▸ **EXCERPT**
Filmmaker receives national art award

Deborah Statman

Deborah Stratman, filmmaker and UIC associate professor of art.

Filmmaker Deborah Stratman, associate professor of art at the University of Illinois at Chicago, works in experimental methods and arcane subjects, yet her films speak to viewers so eloquently that she has earned a string of fellowships and awards.

The latest is a United States Artist fellowship, established in 2006 by the Ford, Rockefeller, and other foundations and awarded annually to about 35-50 artists in nine disciplines: architecture and design, crafts, dance, literature, media, music, theater and performance, traditional arts and visual arts. The fellowship offers each artist $50,000 without restrictions on their work.

“You feel a certain responsibility to try to make work that matters when so many people are trusting your work,” Stratman said. “Having a grant like the USA award is fantastic. I feel like they really support artists by affording them conceptual space to take bigger leaps.”

Her latest project is the one-hour “Illinois Parables,” which will premeire at the Sundance Film Festival in January — her fourth film to do so. She describes it as 11 vignettes that look at “the confluence of faith and technology, with a recurring theme of exodus.” Stratman says it grew from her 2009 film, “O’er the Land,” which considered the link between American definitions of freedom and defense but stopped short of examining religious freedom.

“When we’re faced with something we don’t know, we tend to look to a belief system to explain it — it could be faith or technology,” Stratman said. “I was curious about who or what we end up endorsing or blaming when we make those choices of how to believe in something. Faith impacts, and is impacted by, governance.”

Stratman’s body of work is eclectic, from “Hacked Circuit,” which demonstrates how sound effects might have been devised for a Gene Hackman film, to “Kings of the Sky,” which portrays a Turkic-Muslim troupe of tightrope walkers in East Turkestan.

She also works in sculptural installations. Her “Sussarati” is on view in the Lincoln Park Conservatory’s Fern Room through Feb. 29. It uses electromagnetic switches to create vibrations that make some ferns quiver amid a series of faint tapping sounds.

Stratman has exhibited her work at MoMA, the Whitney Biennial and the Centre Pompidou, and at film festivals like Sundance and Rotterdam. She has received Guggenheim and Fulbright fellowships, a 2012 Creative Capital Award, and a 2014 Herb Alpert Award in the Arts.

She is the second UIC faculty member to receive a United States Artist award. The late Doug Garofalo of the School of Architecture received the honor in 2006.

(Region pointing items)
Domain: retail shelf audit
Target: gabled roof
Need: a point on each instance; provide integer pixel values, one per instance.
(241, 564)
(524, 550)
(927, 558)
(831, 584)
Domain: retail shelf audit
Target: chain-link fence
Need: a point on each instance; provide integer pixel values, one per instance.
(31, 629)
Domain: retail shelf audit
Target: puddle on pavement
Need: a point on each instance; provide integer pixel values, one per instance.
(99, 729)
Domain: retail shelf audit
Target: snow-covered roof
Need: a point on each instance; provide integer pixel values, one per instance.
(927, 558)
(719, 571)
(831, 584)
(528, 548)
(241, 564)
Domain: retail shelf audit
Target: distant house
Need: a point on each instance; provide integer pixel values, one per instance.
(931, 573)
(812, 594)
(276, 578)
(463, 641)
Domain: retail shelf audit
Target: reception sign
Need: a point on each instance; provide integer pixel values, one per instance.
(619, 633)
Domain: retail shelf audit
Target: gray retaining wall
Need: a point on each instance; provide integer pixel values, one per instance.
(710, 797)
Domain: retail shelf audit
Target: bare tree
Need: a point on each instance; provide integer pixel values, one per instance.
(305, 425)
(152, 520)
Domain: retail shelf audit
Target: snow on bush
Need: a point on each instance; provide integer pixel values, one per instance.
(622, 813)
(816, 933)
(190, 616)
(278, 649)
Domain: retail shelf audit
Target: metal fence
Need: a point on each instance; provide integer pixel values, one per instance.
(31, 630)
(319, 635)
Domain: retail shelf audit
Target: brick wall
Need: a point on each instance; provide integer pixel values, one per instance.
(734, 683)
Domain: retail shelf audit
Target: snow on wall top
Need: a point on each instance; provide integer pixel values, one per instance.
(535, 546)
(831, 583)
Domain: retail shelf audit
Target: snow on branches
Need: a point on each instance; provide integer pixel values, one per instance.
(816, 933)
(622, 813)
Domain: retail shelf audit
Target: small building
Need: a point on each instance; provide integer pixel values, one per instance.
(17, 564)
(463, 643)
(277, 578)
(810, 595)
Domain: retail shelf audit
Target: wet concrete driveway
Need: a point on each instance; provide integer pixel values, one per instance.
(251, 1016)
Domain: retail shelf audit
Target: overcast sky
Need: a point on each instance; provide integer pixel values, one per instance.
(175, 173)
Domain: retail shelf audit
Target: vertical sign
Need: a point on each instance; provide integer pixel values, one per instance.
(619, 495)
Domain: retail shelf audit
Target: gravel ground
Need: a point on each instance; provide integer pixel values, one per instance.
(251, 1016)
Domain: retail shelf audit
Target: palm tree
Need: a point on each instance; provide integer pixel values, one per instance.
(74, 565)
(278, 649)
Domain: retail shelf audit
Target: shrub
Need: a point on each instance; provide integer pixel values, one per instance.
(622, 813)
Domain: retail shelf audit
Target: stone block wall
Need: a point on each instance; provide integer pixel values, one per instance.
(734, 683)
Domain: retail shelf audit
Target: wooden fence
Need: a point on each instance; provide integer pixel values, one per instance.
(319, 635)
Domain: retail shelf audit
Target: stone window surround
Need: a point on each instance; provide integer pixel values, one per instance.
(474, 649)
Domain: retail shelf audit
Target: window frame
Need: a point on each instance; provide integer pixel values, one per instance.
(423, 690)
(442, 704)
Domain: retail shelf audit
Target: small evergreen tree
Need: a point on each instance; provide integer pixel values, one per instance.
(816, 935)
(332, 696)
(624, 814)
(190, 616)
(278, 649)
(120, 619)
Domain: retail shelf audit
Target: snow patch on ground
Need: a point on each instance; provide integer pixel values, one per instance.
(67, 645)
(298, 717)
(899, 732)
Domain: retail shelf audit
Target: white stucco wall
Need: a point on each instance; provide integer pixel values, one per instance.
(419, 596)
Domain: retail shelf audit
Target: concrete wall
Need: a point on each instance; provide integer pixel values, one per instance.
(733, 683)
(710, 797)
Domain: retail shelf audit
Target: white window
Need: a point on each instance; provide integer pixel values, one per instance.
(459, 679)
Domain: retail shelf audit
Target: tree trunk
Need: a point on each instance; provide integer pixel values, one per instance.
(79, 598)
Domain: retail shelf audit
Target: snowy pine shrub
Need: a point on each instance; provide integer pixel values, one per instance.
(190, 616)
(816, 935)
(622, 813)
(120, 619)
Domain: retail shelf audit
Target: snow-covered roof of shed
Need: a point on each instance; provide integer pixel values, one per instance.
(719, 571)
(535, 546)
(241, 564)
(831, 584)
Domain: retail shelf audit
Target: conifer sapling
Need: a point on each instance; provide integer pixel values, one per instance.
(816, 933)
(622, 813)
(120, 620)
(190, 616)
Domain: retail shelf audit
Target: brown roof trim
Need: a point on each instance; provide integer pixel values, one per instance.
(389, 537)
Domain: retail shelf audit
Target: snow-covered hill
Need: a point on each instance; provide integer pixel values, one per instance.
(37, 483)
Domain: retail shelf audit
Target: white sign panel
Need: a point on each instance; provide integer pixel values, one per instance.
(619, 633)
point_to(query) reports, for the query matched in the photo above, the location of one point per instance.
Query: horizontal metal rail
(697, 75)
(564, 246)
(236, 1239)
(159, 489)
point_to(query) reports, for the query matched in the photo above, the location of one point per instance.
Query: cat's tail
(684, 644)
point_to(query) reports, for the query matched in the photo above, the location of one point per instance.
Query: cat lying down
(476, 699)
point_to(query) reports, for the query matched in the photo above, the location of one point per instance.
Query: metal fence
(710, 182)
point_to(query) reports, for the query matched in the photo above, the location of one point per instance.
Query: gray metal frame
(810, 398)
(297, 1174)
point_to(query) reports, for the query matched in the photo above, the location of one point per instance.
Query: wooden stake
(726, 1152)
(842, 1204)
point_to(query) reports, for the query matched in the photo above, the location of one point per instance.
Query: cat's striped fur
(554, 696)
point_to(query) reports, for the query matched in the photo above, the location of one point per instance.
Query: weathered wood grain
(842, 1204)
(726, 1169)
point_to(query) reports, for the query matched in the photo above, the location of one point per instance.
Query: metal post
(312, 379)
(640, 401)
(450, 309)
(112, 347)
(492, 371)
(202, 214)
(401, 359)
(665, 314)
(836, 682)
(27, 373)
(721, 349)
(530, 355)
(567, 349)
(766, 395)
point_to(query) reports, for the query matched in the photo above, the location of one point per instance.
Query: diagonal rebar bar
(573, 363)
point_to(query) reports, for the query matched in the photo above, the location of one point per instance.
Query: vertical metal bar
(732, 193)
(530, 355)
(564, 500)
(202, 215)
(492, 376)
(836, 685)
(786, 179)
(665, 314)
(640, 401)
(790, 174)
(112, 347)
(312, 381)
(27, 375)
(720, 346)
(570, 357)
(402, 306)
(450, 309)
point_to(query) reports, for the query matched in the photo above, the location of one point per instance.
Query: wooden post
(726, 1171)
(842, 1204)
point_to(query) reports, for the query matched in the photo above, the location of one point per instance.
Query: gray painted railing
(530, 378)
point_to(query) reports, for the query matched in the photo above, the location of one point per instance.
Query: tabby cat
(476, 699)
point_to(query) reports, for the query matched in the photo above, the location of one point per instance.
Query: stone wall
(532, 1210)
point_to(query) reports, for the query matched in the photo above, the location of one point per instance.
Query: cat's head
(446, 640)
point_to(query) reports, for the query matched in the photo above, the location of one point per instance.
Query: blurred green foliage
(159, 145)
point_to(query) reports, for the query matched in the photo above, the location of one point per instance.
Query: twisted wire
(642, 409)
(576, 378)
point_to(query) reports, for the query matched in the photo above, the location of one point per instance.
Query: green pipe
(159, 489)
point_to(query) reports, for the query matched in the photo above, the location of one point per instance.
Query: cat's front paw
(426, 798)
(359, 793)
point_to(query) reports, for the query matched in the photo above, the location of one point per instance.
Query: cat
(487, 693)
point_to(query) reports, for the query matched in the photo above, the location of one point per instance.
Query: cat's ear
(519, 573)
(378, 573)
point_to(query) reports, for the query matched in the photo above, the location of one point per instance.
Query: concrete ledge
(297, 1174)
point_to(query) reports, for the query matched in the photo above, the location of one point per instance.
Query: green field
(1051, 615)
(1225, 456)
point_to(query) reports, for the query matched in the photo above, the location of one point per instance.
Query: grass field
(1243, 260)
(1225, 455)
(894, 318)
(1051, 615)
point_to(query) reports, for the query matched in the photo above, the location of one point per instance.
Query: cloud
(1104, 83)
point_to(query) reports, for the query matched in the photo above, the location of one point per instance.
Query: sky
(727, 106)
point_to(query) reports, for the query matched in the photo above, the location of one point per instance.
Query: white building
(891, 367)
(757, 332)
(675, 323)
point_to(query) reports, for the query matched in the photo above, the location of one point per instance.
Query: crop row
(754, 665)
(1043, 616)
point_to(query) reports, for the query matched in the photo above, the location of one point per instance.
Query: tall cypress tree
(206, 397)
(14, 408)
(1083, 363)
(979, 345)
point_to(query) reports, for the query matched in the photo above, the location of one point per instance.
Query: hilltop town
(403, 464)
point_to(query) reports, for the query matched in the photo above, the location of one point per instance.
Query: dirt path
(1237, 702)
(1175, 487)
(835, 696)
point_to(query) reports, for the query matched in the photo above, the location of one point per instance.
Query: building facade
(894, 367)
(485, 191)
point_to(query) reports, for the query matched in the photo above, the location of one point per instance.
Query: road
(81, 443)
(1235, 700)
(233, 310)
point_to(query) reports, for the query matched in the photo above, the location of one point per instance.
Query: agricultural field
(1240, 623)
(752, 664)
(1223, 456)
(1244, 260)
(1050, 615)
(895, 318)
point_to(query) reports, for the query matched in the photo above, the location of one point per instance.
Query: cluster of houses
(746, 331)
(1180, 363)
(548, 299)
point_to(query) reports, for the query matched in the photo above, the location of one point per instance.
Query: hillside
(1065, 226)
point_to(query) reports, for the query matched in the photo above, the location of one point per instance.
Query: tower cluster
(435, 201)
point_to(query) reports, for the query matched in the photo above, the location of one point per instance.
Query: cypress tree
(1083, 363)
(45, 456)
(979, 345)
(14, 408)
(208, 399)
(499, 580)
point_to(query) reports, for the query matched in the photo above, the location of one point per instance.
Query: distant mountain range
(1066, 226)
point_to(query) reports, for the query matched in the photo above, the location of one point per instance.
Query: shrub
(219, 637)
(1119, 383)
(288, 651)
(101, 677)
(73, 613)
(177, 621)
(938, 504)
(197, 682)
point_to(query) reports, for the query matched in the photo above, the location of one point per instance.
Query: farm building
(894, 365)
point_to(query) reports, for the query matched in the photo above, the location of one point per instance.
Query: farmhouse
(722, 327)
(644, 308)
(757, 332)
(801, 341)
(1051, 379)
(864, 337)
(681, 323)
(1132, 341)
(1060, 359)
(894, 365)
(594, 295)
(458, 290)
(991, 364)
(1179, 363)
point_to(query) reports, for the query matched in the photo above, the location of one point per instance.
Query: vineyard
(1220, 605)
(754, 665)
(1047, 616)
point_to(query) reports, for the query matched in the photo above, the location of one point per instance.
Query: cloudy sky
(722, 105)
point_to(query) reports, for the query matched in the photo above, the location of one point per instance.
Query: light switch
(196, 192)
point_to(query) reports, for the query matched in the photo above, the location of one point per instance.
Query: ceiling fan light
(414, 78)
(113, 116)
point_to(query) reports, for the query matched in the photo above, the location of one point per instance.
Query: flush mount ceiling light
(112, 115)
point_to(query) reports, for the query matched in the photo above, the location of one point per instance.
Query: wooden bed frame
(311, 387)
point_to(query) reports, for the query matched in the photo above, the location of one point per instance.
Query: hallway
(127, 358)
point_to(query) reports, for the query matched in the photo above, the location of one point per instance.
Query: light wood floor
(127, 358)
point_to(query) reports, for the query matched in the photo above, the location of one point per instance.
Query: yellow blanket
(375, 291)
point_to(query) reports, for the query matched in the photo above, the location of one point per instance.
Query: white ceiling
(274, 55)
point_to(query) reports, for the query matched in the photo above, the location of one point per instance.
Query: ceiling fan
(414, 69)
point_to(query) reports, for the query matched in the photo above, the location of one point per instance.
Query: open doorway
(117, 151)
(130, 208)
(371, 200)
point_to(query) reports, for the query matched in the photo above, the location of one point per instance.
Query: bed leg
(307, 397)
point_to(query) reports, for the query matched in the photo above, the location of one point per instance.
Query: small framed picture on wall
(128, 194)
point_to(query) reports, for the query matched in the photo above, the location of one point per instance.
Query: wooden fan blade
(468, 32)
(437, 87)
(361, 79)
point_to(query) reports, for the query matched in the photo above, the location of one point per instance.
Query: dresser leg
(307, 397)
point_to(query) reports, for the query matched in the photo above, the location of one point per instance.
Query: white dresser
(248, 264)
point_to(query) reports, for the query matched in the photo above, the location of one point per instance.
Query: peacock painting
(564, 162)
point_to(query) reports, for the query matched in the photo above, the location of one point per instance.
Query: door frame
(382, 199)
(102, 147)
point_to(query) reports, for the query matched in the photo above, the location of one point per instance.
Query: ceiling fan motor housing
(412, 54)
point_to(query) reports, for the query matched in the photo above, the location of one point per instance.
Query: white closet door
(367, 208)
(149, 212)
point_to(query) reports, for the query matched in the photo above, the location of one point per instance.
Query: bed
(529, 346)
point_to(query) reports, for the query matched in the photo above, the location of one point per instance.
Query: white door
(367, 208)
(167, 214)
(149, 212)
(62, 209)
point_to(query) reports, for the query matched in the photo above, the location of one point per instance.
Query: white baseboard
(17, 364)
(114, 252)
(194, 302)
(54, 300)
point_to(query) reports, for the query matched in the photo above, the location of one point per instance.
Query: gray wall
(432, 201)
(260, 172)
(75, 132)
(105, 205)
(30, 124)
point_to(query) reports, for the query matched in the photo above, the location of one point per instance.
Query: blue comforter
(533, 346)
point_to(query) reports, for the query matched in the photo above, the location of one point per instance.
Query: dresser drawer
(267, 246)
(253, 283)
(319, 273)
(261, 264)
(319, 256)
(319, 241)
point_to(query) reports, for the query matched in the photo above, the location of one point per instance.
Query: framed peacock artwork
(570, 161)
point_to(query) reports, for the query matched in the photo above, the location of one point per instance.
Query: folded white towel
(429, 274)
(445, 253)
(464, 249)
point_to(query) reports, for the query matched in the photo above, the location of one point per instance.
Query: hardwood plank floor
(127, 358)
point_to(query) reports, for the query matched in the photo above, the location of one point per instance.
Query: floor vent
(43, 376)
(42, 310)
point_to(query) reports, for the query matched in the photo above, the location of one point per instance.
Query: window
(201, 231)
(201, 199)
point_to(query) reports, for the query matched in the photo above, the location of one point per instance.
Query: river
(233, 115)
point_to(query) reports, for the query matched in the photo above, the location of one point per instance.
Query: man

▸ **WORK TO BE COMPLETED**
Turn the paragraph of the article that begins "Stratman has exhibited her work" into a short bulleted list that keeps its main facts.

▸ **TASK SOLUTION**
- Exhibited at MoMA, the Whitney Biennial and the Centre Pompidou
- Shown at film festivals such as Sundance and Rotterdam
- Received Guggenheim and Fulbright fellowships
- Won a 2012 Creative Capital Award
- Won a 2014 Herb Alpert Award in the Arts